━━━━━ PROVIDED INFORMATION

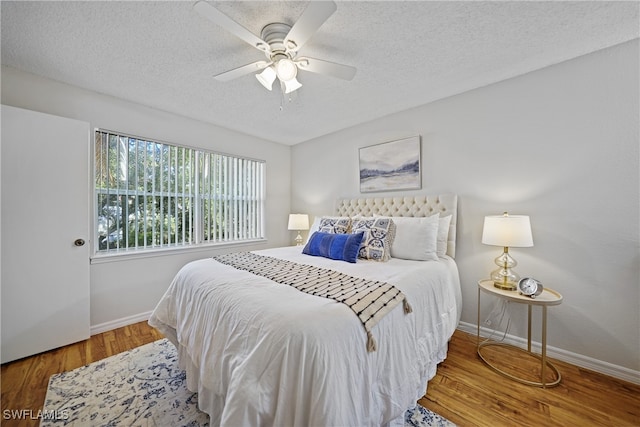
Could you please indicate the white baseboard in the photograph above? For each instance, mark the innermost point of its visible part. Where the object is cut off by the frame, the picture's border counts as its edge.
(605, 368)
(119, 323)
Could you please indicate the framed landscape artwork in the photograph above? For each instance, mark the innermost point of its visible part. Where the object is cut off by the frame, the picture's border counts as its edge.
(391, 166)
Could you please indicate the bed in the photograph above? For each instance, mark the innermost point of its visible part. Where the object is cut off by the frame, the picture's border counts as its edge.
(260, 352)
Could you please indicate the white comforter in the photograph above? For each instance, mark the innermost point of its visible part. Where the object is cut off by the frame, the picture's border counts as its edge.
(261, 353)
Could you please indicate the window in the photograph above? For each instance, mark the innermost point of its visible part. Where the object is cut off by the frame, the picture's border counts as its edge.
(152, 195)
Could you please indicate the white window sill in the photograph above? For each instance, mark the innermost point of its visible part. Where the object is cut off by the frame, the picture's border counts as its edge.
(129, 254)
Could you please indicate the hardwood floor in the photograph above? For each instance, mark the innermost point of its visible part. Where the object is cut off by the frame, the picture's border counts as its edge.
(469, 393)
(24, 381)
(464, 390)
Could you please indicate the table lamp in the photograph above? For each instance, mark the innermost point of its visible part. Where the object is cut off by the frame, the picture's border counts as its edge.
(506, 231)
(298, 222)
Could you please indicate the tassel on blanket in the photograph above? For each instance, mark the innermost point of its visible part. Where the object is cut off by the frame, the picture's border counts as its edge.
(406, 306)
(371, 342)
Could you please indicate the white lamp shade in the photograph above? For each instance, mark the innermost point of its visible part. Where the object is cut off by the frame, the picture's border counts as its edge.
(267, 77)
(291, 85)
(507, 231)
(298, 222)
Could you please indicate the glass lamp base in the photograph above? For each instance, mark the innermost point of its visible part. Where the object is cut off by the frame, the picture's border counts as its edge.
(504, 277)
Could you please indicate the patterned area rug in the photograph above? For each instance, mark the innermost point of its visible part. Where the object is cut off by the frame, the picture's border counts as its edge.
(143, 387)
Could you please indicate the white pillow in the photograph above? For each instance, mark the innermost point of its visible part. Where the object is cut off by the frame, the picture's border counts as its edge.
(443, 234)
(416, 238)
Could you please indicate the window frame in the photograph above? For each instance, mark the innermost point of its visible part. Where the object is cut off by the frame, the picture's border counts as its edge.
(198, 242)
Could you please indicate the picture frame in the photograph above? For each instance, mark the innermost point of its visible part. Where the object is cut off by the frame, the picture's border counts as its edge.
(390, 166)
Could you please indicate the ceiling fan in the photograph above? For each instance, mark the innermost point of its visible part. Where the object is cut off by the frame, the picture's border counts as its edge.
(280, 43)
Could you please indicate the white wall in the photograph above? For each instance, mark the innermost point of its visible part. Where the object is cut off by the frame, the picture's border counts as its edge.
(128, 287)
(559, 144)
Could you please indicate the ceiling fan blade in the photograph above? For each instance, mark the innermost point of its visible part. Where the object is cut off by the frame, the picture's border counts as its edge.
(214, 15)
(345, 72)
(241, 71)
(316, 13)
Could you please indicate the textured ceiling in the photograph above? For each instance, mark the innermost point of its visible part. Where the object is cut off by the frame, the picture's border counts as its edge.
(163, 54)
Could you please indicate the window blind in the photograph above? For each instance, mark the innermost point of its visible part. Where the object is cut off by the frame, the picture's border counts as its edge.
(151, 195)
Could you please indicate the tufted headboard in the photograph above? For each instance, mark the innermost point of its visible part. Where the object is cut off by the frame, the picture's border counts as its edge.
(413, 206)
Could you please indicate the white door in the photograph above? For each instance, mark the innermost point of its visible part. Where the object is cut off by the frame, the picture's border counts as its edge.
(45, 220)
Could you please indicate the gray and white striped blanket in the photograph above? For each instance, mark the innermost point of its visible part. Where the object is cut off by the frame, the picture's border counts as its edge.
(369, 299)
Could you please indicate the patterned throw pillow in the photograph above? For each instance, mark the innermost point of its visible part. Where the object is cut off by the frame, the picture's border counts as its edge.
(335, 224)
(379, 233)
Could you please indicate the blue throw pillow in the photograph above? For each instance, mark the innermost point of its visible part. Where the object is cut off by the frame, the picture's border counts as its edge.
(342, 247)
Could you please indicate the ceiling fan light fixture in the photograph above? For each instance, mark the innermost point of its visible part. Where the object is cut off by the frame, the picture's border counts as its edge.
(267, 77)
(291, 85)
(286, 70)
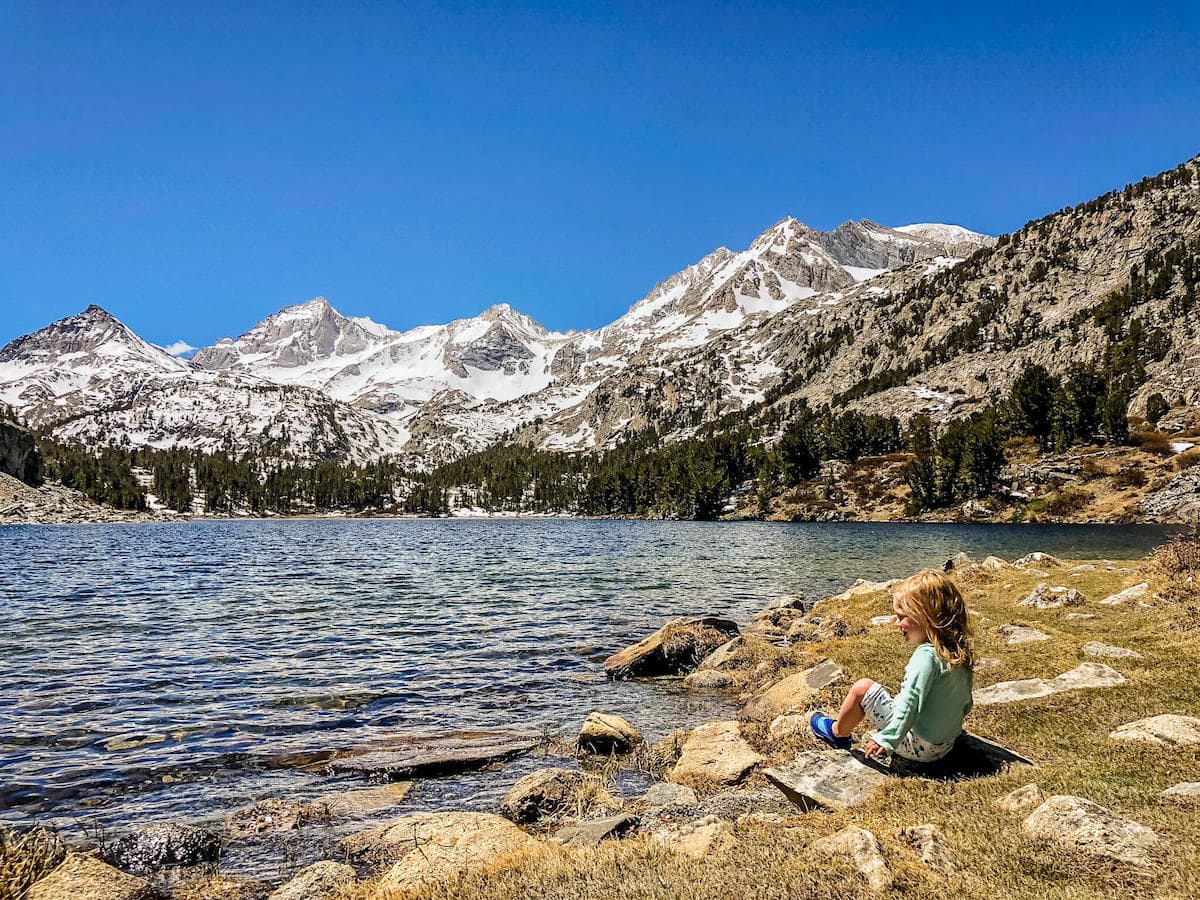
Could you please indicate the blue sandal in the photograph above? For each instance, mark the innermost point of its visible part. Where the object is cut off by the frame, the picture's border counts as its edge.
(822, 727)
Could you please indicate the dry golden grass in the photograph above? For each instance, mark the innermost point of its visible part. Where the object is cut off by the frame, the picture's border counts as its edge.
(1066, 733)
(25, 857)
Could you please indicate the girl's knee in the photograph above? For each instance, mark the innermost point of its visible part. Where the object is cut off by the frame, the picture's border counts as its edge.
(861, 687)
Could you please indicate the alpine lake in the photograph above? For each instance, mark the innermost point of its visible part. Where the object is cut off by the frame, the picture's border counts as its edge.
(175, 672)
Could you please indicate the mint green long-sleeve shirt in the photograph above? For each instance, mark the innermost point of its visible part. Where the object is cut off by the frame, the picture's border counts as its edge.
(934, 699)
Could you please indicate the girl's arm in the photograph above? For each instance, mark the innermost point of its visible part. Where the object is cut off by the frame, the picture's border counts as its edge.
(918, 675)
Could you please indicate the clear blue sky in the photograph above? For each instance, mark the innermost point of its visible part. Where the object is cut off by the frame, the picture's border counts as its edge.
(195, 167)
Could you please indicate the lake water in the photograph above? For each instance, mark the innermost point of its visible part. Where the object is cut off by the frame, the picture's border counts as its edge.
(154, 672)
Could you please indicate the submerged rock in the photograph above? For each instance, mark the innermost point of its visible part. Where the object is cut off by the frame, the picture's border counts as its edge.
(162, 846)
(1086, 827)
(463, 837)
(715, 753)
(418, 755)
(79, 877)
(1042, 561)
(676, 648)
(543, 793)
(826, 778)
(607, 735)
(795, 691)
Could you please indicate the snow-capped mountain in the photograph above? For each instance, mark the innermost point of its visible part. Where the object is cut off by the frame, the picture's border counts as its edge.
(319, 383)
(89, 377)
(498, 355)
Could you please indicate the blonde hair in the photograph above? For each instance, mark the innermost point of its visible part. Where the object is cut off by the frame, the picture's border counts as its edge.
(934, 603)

━━━━━━━━━━

TASK ITEM ->
Exactly as given, transcribe every line of the data, but not its images.

TASK RESULT ->
Could you please indicate the white baseboard in the photograph above? For each instance, mark the innermost point of its visible part. Where the object is cut off by the frame, the picture's border counts as its edge.
(605, 368)
(119, 323)
Could you please indicate the framed landscape artwork in the photograph above? For each instance, mark the innermost point of its visible part. Where the object is cut off by the frame, the picture's border counts as its edge.
(391, 166)
Could you please indicate the bed in the photograph above? For each instance, mark the innermost point of its visible part. Where the object is cut off by the frame, the picture's border counts as its edge.
(260, 352)
Could you please indicate the white comforter in the photograph above? For each instance, mark the innermost point of its visible part. Where the object is cut off by the frame, the picture's border counts as its edge.
(261, 353)
Could you please indicate the window in the photograph above? For each instance, mark the innermost point of its visible part. Where the object is cut off by the frame, the picture's border counts as its edge.
(152, 195)
Could you please indicate the white window sill in the photograph above? For each instance, mark the innermost point of its visible part. Where the object is cut off by the frame, the picture's border counts as its edge.
(129, 254)
Could you please indicate the hardwood floor in the photograph above? For each instance, mark the innermost point of its visible part. Where the object is cut off by the frame, the picture's border counts as its edge.
(469, 393)
(24, 381)
(464, 390)
Could you please indicate the table lamp in the photograph above? For each instance, mark the innermost point of its visible part. Where the object is cut off by the frame, the picture's border counts as its edge.
(506, 231)
(298, 222)
Could you please indicate the tassel on blanket in the photograph above? For each instance, mark the innermost point of its visible part. Where the object is cut off by the frame, the picture's border counts as its edge.
(406, 306)
(371, 342)
Could you please indicate the white lamp shade in the photograph above? For each instance, mark the innermost point of its visible part. Where the object is cut off by the frame, the picture's border counts as its edge.
(267, 77)
(291, 85)
(507, 231)
(298, 222)
Could you please indicate the glass lamp base in the photograph above? For each instance, mark the innermost point of its visible part. Where the object is cut off by the frame, the picture's border counts as its edge.
(504, 277)
Could you please indicate the patterned area rug in the photograph above? For each instance, mark the innermost point of its visible part. Where the object is cut off by the frame, the picture's border counts as its edge.
(143, 387)
Could you please indicate the white pillow in the photograph above? For each instance, mark the innermost point of its visible part. Where the object is cut off by the frame, the picture's border counts as its edge.
(443, 234)
(416, 238)
Could you please indicate the window frame in the photograph above? For each instance, mark the innermost point of its visible part. Where the object is cut off by the frame, the picture's border counts as its edge.
(198, 242)
Could you please indicate the picture frame in the photograph above? For each instance, mark the innermost point of its visible part. Where the object is cut off by the frame, the picture's border counts as its edge.
(390, 166)
Could you please indicate the ceiling fan in the photograph above? For each instance, mark the innermost point of its visible part. Where the object is cut off by the frame, the picture's border counts as its edge.
(280, 43)
Could you please indicate the white wall in the photograph above? For each instance, mark the innermost point of its visible part. Where the object is cut off by the frame, the picture's border counts as its edge.
(128, 287)
(559, 144)
Could you please indicate the ceiling fan blade in the photograph above? For each instance, mark the innermost point of its visible part. Where the object is cut off by the frame, the picture's border counts as its edge.
(214, 15)
(345, 72)
(241, 71)
(316, 13)
Could you please indicate the textured ceiling in the photograph above? For each instance, mark the innermost point of its visible part. Where the object is cut off by the frame, the picture's border counts as its edge.
(163, 54)
Could you please indicate the window blind in the photograph above? For each instance, mark the innermost point of its visible part. Where the object is cut off by the frame, the picture's border counts as its edge.
(151, 195)
Could you please indicate the tufted headboard in the photograph above? For each instance, mark the innermost point of its visible part. Where the object is cut off by the frame, the picture's border counts as its edge.
(413, 206)
Could you please indicate the white door in the photograph above? For each instance, mark the innermost point of its visible part. Where the object is cut off by the frame, the picture's border counts as its edge.
(45, 220)
Could you please indicate the gray and white striped blanket in the photograph above? For each instance, mark the innermost point of its visible part. Where the object is cut off by the frame, the picture's border counts as its edge.
(369, 299)
Could you please indicate the patterned throw pillow in the photograph above? For each instance, mark the innermost point of its visible part. Where the object is cut off by the frame, the picture's border counts as its edge.
(335, 224)
(379, 233)
Could you please indicate the blue throw pillow in the photograph above? For each instance, mark the innermost point of its visible part. Where the object is cut off by the frame, the picture's border counts as its edge.
(342, 247)
Could you please indicate the ceiling fan light fixture in the photograph above? For each instance, mark the innermost point of its visible part. Where the object is cut off by the frame, the picture's border counts as its edge.
(267, 77)
(291, 85)
(286, 70)
Could you please indicate the blue sandal in the photograph above? For each instance, mark the innermost point of its visible part. Where the object is cut off by the frame, the picture's border counts as its edge.
(822, 727)
Could you please indicate the dry golden grass in the photograph above? For each instance, mark the innermost point of its visible part. Where the object is cut off by the frame, the picture's border counts as its edge.
(1066, 733)
(25, 857)
Could you please indicate the girl's knee in the photograph above? For each instance, mark the innermost point of its visible part. Where the object is cut off by the frame, the picture's border counts as its edge.
(861, 687)
Could you please indicate the alpine lake in the photograph above? For each instance, mark the innermost point of its visible part. Where the object is cut off by the frame, the picture's border counts as its edge.
(175, 672)
Could you please indicate the mint green long-sleeve shirt in the photograph above? For each instance, mark the innermost point of its visible part. Where the object is cut off by the frame, the picture's border counts as its edge.
(934, 699)
Could you please indicate the girl's arm in the photograph above? For each instance, mark the innermost point of its visible part. Where the object is cut off by the frame, the picture's border counts as its edge.
(918, 675)
Could you please indicate the clear blue sky in the photograph above? For each instance, mark the innermost point of its visible part. Where the object is cut off by the frame, the picture's border counts as its edge.
(195, 167)
Could you please indicate the lake water in the photograph above? For each instance, mark the innermost point of its visible part. Where the object is cut off by the frame, the picture's border counts as its edge.
(154, 672)
Could you please indicate the submerged rock in the photograph above? For each instance, mark the innermost point of its visible part. Where the object is cut off by the frame, the picture's border counts as its edge.
(162, 846)
(1086, 827)
(463, 837)
(715, 753)
(418, 755)
(79, 877)
(1042, 561)
(676, 648)
(543, 793)
(826, 778)
(607, 735)
(795, 691)
Could you please indicate the snow-capped mountain in the photograph above? For each instance, mark the innermost point of its visible part. Where the object is cut off by the frame, the picture's border counts as its edge.
(319, 383)
(89, 377)
(498, 355)
Could you please indicate the blonde hair in the photograph above? For each instance, mark the innermost point of its visible part. Where the object is cut off by the frame, the picture's border counts as its edge.
(934, 603)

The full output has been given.